Given exercise: Rewrite the rows as a numbered list, leaving out blank lines, from the first line of the rows up to and including the line with "column 353, row 245". Include only those lines.

Dataset records:
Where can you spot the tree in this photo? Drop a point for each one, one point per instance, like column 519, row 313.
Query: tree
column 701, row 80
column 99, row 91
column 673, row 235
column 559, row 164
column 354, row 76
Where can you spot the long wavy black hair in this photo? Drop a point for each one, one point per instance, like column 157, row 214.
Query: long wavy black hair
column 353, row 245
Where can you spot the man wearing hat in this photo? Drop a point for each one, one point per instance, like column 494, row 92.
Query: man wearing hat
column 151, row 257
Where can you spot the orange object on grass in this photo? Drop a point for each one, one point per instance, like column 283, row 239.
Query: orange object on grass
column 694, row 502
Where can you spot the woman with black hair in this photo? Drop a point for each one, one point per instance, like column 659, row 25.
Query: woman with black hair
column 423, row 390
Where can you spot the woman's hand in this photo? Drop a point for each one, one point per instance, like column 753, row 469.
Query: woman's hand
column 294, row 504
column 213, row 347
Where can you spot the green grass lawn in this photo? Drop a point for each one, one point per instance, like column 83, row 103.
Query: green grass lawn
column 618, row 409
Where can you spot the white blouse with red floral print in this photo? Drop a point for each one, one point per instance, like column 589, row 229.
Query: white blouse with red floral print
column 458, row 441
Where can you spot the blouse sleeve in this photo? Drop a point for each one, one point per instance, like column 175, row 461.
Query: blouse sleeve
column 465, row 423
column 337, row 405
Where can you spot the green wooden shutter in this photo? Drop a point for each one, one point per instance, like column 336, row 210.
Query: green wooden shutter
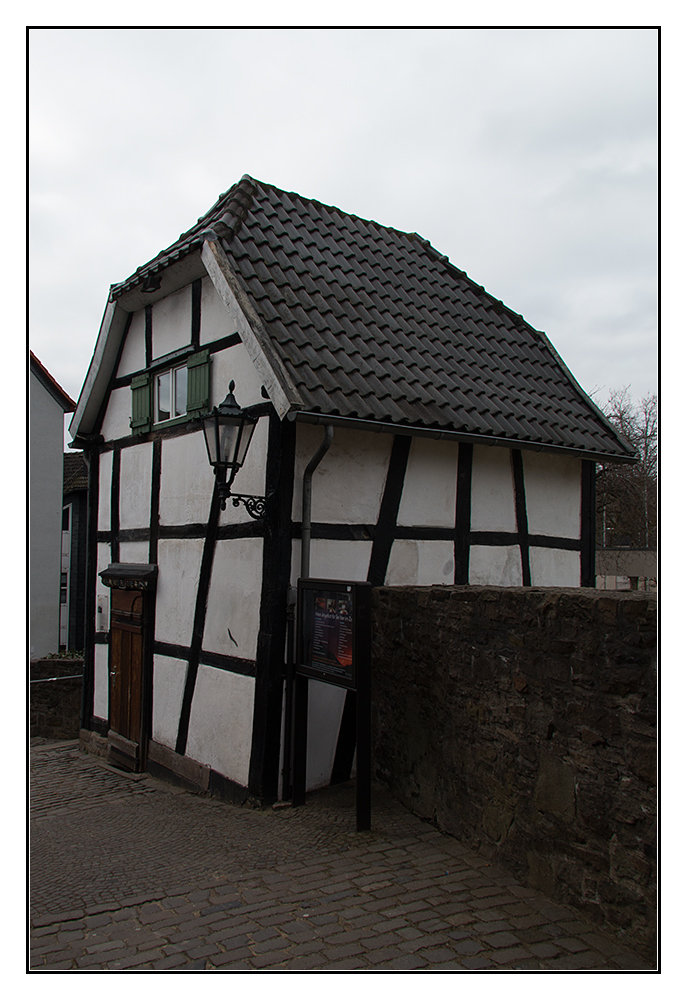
column 141, row 403
column 198, row 399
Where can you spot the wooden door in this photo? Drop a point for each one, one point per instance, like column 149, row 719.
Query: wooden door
column 126, row 678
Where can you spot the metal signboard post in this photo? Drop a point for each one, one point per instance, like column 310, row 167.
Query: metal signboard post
column 334, row 646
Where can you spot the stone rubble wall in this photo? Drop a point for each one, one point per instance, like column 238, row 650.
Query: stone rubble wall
column 55, row 705
column 523, row 722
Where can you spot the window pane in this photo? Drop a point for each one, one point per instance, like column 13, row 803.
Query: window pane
column 180, row 383
column 164, row 385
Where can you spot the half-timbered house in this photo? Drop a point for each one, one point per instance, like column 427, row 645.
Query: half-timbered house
column 411, row 429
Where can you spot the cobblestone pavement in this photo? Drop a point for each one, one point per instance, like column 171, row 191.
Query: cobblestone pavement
column 131, row 873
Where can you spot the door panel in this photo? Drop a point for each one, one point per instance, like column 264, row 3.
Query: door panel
column 126, row 678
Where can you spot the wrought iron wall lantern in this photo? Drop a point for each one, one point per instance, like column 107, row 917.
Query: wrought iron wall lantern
column 228, row 431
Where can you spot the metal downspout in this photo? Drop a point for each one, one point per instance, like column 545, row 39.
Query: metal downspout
column 291, row 679
column 307, row 499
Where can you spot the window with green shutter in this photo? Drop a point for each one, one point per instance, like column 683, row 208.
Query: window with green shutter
column 170, row 394
column 141, row 403
column 198, row 389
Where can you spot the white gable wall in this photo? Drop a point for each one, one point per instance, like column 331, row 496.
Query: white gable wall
column 169, row 678
column 46, row 445
column 118, row 416
column 552, row 488
column 136, row 474
column 221, row 725
column 493, row 496
column 133, row 357
column 171, row 320
column 348, row 483
column 186, row 480
column 179, row 566
column 233, row 615
column 429, row 488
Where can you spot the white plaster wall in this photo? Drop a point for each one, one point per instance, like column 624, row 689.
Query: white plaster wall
column 429, row 489
column 554, row 567
column 101, row 683
column 493, row 496
column 234, row 598
column 553, row 486
column 215, row 319
column 234, row 364
column 420, row 563
column 172, row 322
column 133, row 357
column 179, row 566
column 220, row 320
column 333, row 560
column 104, row 491
column 135, row 483
column 495, row 566
column 134, row 552
column 348, row 484
column 46, row 445
column 118, row 415
column 325, row 708
column 186, row 481
column 221, row 722
column 169, row 679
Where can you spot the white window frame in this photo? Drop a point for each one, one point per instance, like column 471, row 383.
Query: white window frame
column 177, row 394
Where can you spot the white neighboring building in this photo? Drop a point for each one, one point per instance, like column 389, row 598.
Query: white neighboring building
column 463, row 452
column 48, row 403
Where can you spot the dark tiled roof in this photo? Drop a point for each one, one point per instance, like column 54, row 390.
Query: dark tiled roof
column 375, row 324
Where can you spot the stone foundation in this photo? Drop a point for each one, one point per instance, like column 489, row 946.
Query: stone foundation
column 523, row 721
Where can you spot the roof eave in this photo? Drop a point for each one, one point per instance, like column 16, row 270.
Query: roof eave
column 446, row 434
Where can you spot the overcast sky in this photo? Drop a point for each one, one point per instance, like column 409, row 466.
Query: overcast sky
column 527, row 156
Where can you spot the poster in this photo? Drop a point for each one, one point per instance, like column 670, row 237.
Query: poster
column 327, row 618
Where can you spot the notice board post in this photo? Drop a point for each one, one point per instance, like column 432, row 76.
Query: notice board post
column 334, row 646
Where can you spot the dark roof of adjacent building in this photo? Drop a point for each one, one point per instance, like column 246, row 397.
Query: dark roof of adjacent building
column 75, row 472
column 49, row 383
column 373, row 324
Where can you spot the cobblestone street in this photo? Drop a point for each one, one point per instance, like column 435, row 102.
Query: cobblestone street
column 128, row 873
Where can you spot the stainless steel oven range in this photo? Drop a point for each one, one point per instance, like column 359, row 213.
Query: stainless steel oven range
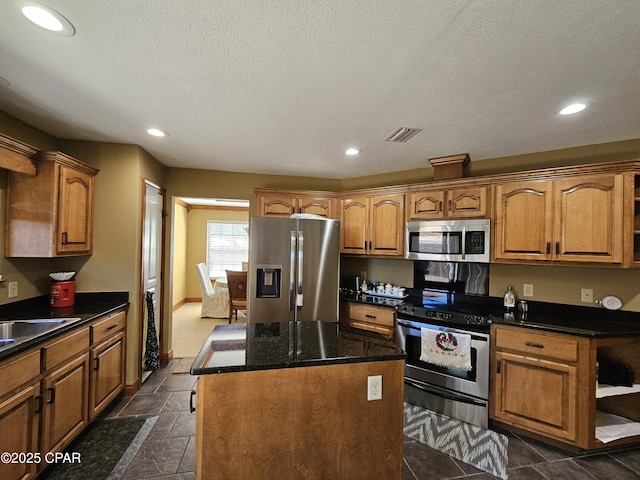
column 460, row 394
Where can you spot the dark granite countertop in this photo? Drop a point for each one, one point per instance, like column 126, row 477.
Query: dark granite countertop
column 551, row 317
column 88, row 307
column 261, row 346
column 572, row 325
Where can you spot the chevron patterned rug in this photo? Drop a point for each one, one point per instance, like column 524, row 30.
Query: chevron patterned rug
column 482, row 448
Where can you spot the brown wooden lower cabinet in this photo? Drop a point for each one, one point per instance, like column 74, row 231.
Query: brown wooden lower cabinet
column 372, row 318
column 66, row 398
column 107, row 374
column 20, row 425
column 51, row 392
column 306, row 422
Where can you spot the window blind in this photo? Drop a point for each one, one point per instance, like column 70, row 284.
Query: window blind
column 227, row 246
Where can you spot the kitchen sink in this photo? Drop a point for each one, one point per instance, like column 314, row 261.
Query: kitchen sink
column 18, row 331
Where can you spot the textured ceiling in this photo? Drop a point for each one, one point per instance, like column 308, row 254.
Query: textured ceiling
column 284, row 86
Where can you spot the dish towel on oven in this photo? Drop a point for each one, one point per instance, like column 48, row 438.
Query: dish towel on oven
column 446, row 349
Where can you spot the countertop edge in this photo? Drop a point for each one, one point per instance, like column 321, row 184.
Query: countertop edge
column 45, row 337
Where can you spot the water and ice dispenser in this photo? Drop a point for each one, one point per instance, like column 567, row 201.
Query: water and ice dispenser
column 268, row 279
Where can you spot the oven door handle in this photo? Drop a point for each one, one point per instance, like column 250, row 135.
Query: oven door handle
column 438, row 392
column 412, row 326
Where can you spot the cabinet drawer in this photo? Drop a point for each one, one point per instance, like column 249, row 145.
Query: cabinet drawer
column 371, row 327
column 16, row 372
column 549, row 346
column 65, row 348
column 369, row 314
column 108, row 326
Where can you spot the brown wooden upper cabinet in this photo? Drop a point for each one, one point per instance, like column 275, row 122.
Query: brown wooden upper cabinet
column 51, row 214
column 372, row 225
column 284, row 203
column 462, row 202
column 577, row 219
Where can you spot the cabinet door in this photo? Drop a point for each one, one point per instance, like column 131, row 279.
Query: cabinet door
column 426, row 205
column 75, row 212
column 19, row 422
column 467, row 202
column 66, row 403
column 387, row 225
column 523, row 221
column 107, row 373
column 588, row 219
column 276, row 205
column 354, row 214
column 537, row 394
column 323, row 207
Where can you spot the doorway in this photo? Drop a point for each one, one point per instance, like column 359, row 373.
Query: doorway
column 190, row 217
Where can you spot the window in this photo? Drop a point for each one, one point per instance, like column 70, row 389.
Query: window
column 227, row 246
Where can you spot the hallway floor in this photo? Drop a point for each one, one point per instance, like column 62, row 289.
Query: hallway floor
column 168, row 451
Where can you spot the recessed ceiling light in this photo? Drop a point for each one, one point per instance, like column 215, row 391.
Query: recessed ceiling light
column 47, row 18
column 156, row 132
column 573, row 108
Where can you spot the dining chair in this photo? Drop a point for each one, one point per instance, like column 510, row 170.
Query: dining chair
column 237, row 282
column 208, row 299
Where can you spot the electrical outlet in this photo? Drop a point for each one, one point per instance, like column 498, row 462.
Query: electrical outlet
column 374, row 390
column 13, row 289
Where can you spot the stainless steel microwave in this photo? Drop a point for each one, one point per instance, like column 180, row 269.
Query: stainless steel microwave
column 449, row 240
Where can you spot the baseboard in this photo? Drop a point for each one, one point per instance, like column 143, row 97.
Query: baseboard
column 131, row 388
column 179, row 304
column 165, row 358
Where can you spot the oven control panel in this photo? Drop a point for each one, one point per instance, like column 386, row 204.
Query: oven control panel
column 411, row 311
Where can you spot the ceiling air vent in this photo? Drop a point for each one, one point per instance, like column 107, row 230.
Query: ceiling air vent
column 402, row 134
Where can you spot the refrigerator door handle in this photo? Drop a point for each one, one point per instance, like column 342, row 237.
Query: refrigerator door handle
column 292, row 270
column 300, row 263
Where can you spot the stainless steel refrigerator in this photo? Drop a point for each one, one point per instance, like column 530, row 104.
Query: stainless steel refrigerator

Full answer:
1. Where can you spot the tree in this photo? Drop a point for each one, one point per instance, like column 519, row 313.
2. Query: tree
3. column 701, row 80
4. column 99, row 91
5. column 673, row 235
6. column 559, row 164
7. column 354, row 76
8. Where can you spot the long wavy black hair in this photo? Drop a point for each one, one point per instance, like column 157, row 214.
9. Query: long wavy black hair
10. column 353, row 245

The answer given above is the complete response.